_TEXT EXCERPT:_
▶
The Red Line is a rapid transit line in Chicago, run by the Chicago Transit Authority (CTA) as part of the Chicago "L" system. It is the busiest line on the "L" system, with an average of 73,273 passengers boarding each weekday in 2021. The route is  long with a total of 33 stations. It runs elevated from the Howard station in the Rogers Park neighborhood on the North Side, through a subway on the Near North Side, Downtown, and the South Loop, and then through the Dan Ryan Expressway median to 95th Street/Dan Ryan in the Lilydale neighborhood on the South Side. 

Like Chicago's Blue Line, the Red Line runs 24 hours a day, 365 days a year, making Chicago, New York City, and Copenhagen the only three cities in the world that operate train service 24 hours a day throughout their city limits. 

The City of Chicago is planning an extension of the Red Line, adding 5.6 miles and four new stations, that would extend the Red Line from 95th Street to 130th Street. In December 2022, the Chicago City Council approved the creation of a district that will send nearly $1 billion in tax revenue over the next few decades to extend the Red Line south of 95th Street, a major step toward completing the project after a half-century of false starts.

Route

North Side Main Line

The northern terminus of the Red Line is Howard in the Rogers Park neighborhood of Chicago, on the north side. The Red Line extends southeasterly on an elevated embankment structure about a half-mile (1 kilometer) west of the lakefront to Touhy Avenue then turns south along Glenwood Avenue to Morse station.
◀
_MATERIAL SHOWN:_
▶
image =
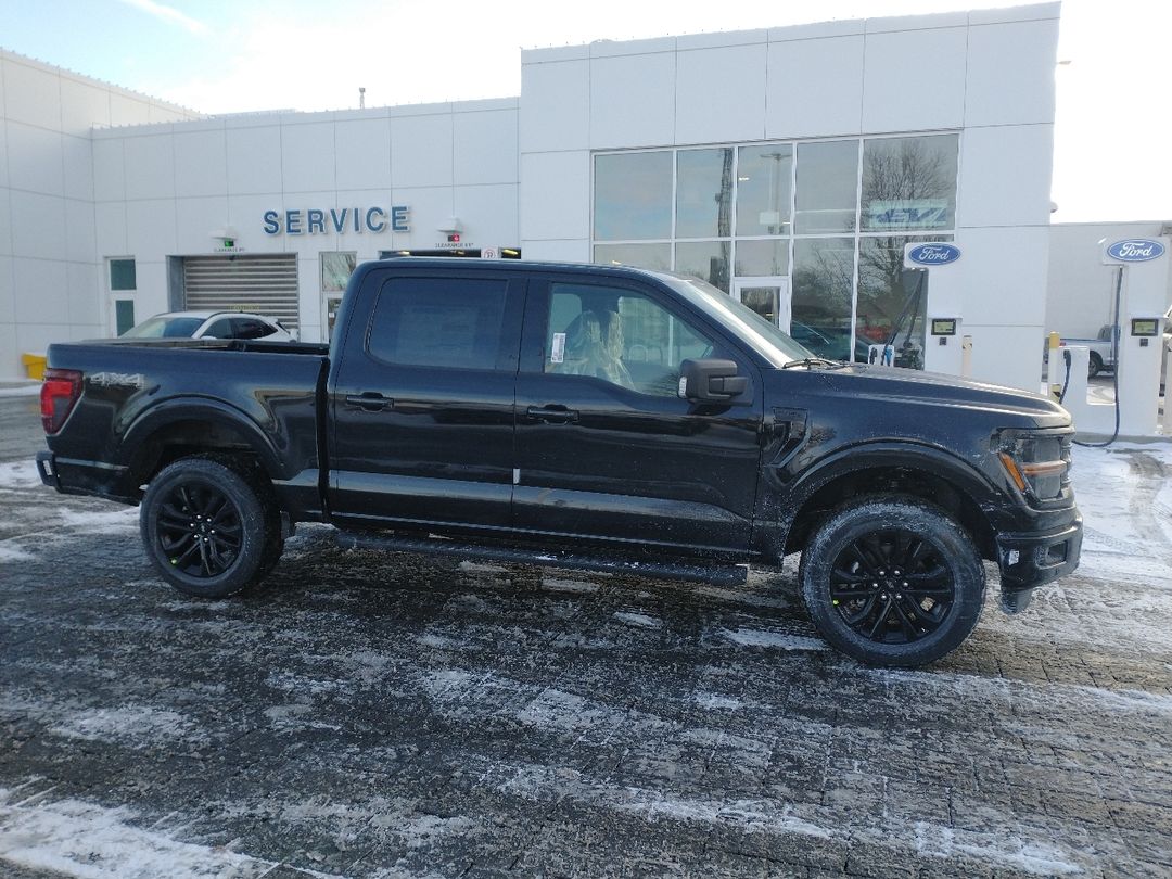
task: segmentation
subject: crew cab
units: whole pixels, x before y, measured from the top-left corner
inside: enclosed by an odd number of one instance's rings
[[[1020,390],[813,356],[709,285],[402,258],[331,345],[48,350],[43,482],[138,504],[177,588],[263,579],[298,522],[352,546],[743,582],[800,553],[825,639],[915,666],[1078,564],[1070,417]]]

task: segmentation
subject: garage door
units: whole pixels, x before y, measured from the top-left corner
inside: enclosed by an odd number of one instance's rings
[[[298,328],[297,254],[185,257],[186,308],[257,312]]]

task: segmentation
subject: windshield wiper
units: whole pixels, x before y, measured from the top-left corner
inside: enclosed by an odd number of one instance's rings
[[[803,360],[791,360],[789,363],[784,363],[782,369],[789,369],[791,367],[804,366],[808,369],[812,367],[825,367],[826,369],[841,369],[847,366],[846,361],[843,360],[826,360],[825,357],[805,357]]]

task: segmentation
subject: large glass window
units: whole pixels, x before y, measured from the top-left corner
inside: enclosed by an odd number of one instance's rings
[[[958,135],[865,141],[864,231],[953,229],[959,142]]]
[[[682,241],[675,245],[675,271],[729,292],[728,241]]]
[[[798,144],[797,233],[854,231],[859,142]]]
[[[790,335],[822,357],[851,360],[853,238],[793,243]]]
[[[790,233],[790,178],[793,148],[789,144],[742,146],[737,156],[736,233]]]
[[[711,342],[659,302],[622,287],[554,284],[545,372],[587,375],[653,396],[675,396],[680,364]]]
[[[732,150],[680,150],[675,171],[675,237],[732,234]]]
[[[595,156],[595,240],[670,237],[670,150]]]
[[[398,278],[379,292],[367,347],[387,363],[495,369],[502,359],[504,280]]]

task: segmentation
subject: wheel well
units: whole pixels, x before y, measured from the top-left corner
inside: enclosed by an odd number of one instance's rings
[[[996,557],[995,532],[981,507],[947,479],[914,468],[857,470],[826,483],[798,510],[785,540],[785,552],[799,552],[819,523],[839,505],[875,493],[907,495],[935,504],[960,523],[983,558]]]
[[[155,473],[179,458],[207,452],[240,459],[265,472],[260,456],[236,428],[209,421],[176,421],[157,430],[139,448],[130,465],[135,484],[150,482]]]

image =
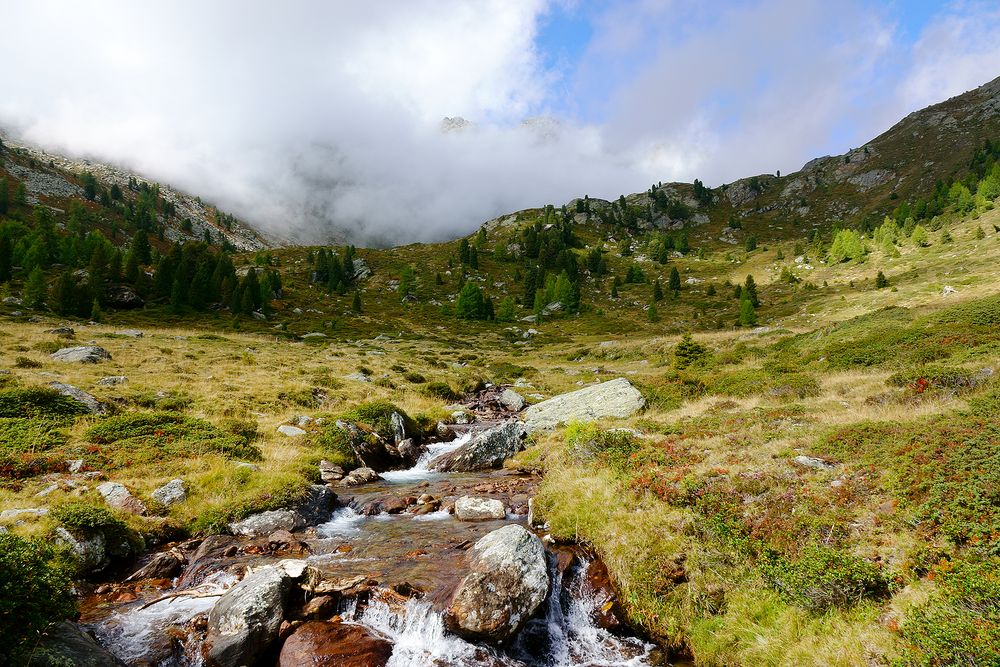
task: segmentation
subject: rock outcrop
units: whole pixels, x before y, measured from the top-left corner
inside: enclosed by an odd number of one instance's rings
[[[524,413],[528,433],[553,429],[571,421],[630,417],[646,405],[638,389],[618,378],[536,403]]]
[[[208,615],[205,663],[209,667],[257,664],[278,638],[292,578],[281,568],[249,574],[219,598]]]
[[[52,353],[55,361],[65,361],[67,363],[96,364],[101,361],[109,361],[111,355],[103,347],[98,345],[78,345],[75,347],[64,347]]]
[[[449,628],[469,639],[509,638],[538,610],[549,590],[542,541],[517,524],[476,542],[469,550],[469,566],[446,614]]]

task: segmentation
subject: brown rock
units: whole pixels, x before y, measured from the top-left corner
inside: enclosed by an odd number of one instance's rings
[[[359,625],[309,621],[281,648],[279,667],[385,667],[392,644]]]
[[[330,595],[317,595],[302,608],[307,618],[326,618],[337,607],[337,601]]]

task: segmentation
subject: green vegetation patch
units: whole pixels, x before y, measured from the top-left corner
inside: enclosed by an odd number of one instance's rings
[[[87,430],[95,445],[87,453],[108,468],[150,463],[164,457],[220,454],[259,461],[259,448],[243,435],[226,433],[202,419],[171,412],[138,412],[109,417]]]
[[[76,614],[68,563],[42,540],[0,534],[0,646],[25,664],[39,633]]]

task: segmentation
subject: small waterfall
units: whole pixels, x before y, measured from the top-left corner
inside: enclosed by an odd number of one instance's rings
[[[435,442],[427,445],[427,450],[420,455],[417,463],[412,468],[408,468],[407,470],[390,470],[381,473],[382,478],[393,484],[405,484],[408,482],[420,482],[442,475],[444,473],[435,472],[430,469],[430,465],[434,459],[455,451],[471,439],[472,432],[469,432],[463,433],[448,442]]]
[[[218,572],[201,586],[185,591],[190,596],[167,598],[144,608],[136,603],[91,627],[100,643],[126,664],[199,667],[198,642],[188,637],[184,642],[186,650],[179,655],[168,628],[183,627],[195,616],[210,611],[234,583],[236,577]],[[194,650],[187,650],[192,647]]]
[[[430,603],[411,598],[404,613],[393,612],[384,602],[373,600],[359,621],[388,637],[395,644],[388,667],[427,665],[475,665],[482,649],[449,635],[441,614]]]

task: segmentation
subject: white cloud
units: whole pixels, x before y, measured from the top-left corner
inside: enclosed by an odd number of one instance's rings
[[[570,0],[12,4],[0,123],[279,234],[430,240],[585,193],[788,171],[1000,65],[988,7],[953,8],[911,49],[859,0],[712,11],[635,0],[595,17],[575,75],[560,80],[565,64],[547,71],[535,45],[554,6],[586,10]],[[582,119],[562,111],[578,108]],[[474,125],[442,132],[444,116]]]

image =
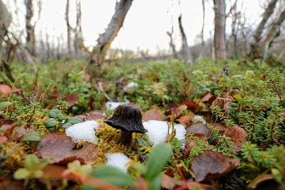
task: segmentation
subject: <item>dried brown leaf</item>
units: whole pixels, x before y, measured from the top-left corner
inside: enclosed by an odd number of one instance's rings
[[[194,159],[192,169],[197,181],[218,178],[239,165],[239,159],[230,159],[219,152],[205,151]]]
[[[212,131],[205,125],[200,123],[187,127],[186,131],[187,132],[202,134],[206,137],[209,137],[212,133]]]
[[[175,114],[176,117],[180,116],[180,115],[182,113],[183,110],[186,110],[187,109],[187,107],[186,105],[180,105],[177,108],[175,108],[174,110],[174,112]]]
[[[5,136],[0,137],[0,144],[2,144],[8,140],[8,138]]]
[[[187,115],[183,115],[179,119],[179,122],[184,127],[187,127],[193,122],[194,114],[192,112],[189,112]]]
[[[232,126],[226,128],[224,134],[231,138],[232,144],[234,146],[234,151],[239,152],[244,142],[247,141],[247,133],[239,126]]]
[[[103,112],[100,111],[91,111],[86,115],[86,120],[97,120],[104,117]]]
[[[71,107],[79,102],[79,97],[76,95],[68,95],[63,97],[63,100],[68,102],[68,107]]]
[[[160,111],[157,107],[155,107],[150,110],[148,110],[142,115],[142,120],[145,122],[152,120],[162,121],[165,117],[162,112]]]
[[[73,150],[75,146],[71,138],[64,134],[49,134],[41,139],[38,146],[38,155],[48,157],[50,164],[67,164],[76,159],[81,164],[94,164],[98,151],[97,146],[87,144]]]
[[[205,95],[203,97],[201,98],[201,102],[208,102],[213,97],[214,97],[214,96],[212,94],[211,94],[210,93],[209,93],[207,95]]]
[[[248,186],[252,189],[255,189],[259,184],[272,179],[274,179],[272,174],[261,174],[252,180]]]

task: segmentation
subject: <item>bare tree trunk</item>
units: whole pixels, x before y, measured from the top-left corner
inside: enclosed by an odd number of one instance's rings
[[[76,0],[76,27],[75,28],[74,48],[78,55],[83,41],[82,26],[81,26],[81,0]]]
[[[66,0],[66,21],[67,28],[67,46],[68,48],[68,53],[71,53],[71,26],[69,23],[69,0]]]
[[[266,43],[269,43],[269,47],[271,46],[273,41],[280,35],[280,26],[284,21],[285,9],[279,14],[276,20],[273,22],[264,37],[260,41],[260,43],[262,46]]]
[[[269,50],[271,46],[273,41],[280,35],[280,26],[285,21],[285,9],[280,14],[279,16],[275,21],[265,36],[260,41],[260,46],[264,47],[262,63],[264,63],[268,56]]]
[[[11,14],[8,11],[5,4],[0,0],[0,52],[2,47],[2,42],[6,35],[7,28],[11,21]]]
[[[172,56],[175,58],[178,58],[178,54],[176,51],[175,45],[174,44],[173,42],[173,26],[171,27],[171,31],[167,31],[166,33],[167,36],[170,37],[170,46],[171,48],[171,51],[172,51]]]
[[[257,58],[260,57],[261,49],[259,41],[261,38],[262,31],[264,29],[265,24],[267,23],[270,16],[273,14],[274,8],[278,0],[271,0],[268,4],[266,9],[265,9],[262,19],[257,26],[256,29],[254,33],[254,41],[251,43],[251,57],[253,58]]]
[[[227,59],[226,15],[224,0],[214,0],[214,55],[217,59]]]
[[[205,18],[204,0],[202,0],[202,7],[203,9],[203,23],[202,24],[202,30],[201,30],[201,41],[202,41],[202,45],[204,46],[204,18]]]
[[[35,39],[35,28],[32,25],[31,21],[33,17],[33,0],[25,0],[26,9],[26,46],[28,51],[33,56],[36,56],[36,39]]]
[[[116,4],[115,13],[103,33],[100,34],[97,39],[98,55],[98,63],[101,64],[103,61],[105,52],[117,36],[120,28],[124,23],[125,16],[129,11],[133,0],[120,0]]]
[[[237,58],[237,21],[239,19],[240,13],[237,12],[237,0],[234,1],[234,5],[232,6],[230,14],[232,15],[232,34],[229,38],[228,44],[230,46],[232,46],[232,51],[231,51],[231,57]],[[229,47],[229,46],[228,46]]]
[[[184,53],[184,57],[187,63],[190,65],[192,63],[192,55],[190,48],[188,46],[188,42],[187,41],[186,34],[184,31],[182,23],[182,15],[178,17],[179,28],[180,30],[181,37],[182,40],[182,51]]]

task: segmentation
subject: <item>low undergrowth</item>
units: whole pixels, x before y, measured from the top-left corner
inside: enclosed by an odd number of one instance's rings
◀
_GIVEN REQUEST 1:_
List the cities that the Chicago Red Line article names as running train service 24 hours a day throughout their city limits.
_GIVEN REQUEST 2:_
Reproduce the part of the Chicago Red Line article starting with "The Red Line is a" and going on through "the South Side.".
_GIVEN REQUEST 3:_
Pick up the Chicago Red Line article after its last sentence and keep writing.

_WRITTEN ANSWER 1:_
Chicago, New York City, Copenhagen

_WRITTEN ANSWER 2:_
The Red Line is a rapid transit line in Chicago, run by the Chicago Transit Authority (CTA) as part of the Chicago "L" system. It is the busiest line on the "L" system, with an average of 73,273 passengers boarding each weekday in 2021. The route is  long with a total of 33 stations. It runs elevated from the Howard station in the Rogers Park neighborhood on the North Side, through a subway on the Near North Side, Downtown, and the South Loop, and then through the Dan Ryan Expressway median to 95th Street/Dan Ryan in the Lilydale neighborhood on the South Side.

_WRITTEN ANSWER 3:_
From there the route swings on a sweeping reverse curve to the east to Sheridan Road, adjacent to Loyola University Chicago and continues southerly parallel to Broadway to the east (in Edgewater) and follows Broadway to Leland Avenue. From here, the route transitions from concrete embankment to steel elevated structure. The "L" continues southward running adjacent the Graceland Cemetery, Irving Park Road and Sheffield Avenue from Uptown to Lincoln Park. The Brown Line (Ravenswood) joins the Red Line tracks just north of Belmont.

South of Belmont, Red, Brown and Purple Line Express trains run side-by-side on the four track North Side "L" to Armitage. Red Line trains run on the two middle tracks, only making two stops at Belmont & Fullerton and skipping Wellington, Diversey and Armitage.

Wrigley Field, home of the Chicago Cubs, is served by the Addison station. Additionally, Guaranteed Rate Field, home of the Chicago White Sox, is served by the Sox–35th station.

The North Side Main Line of the Red Line travels from Howard station to Armitage station.

State Street subway

After running through Armitage, the Red Line descends to a portal at Willow Street and enters the subway, turning southeast on Clybourn Avenue, east at Division Street, and south at State Street through the Loop to Roosevelt Road. South of Roosevelt Road, there is a junction, with one pair of tracks curving to the east and leaving the subway at 13th Street and connecting to the old South Side "L" at 18th and State Streets. This section was used from October 1943, until February 1993, when trains from Howard were routed to the Englewood and Jackson Park branches, today the south branches of the Green Line.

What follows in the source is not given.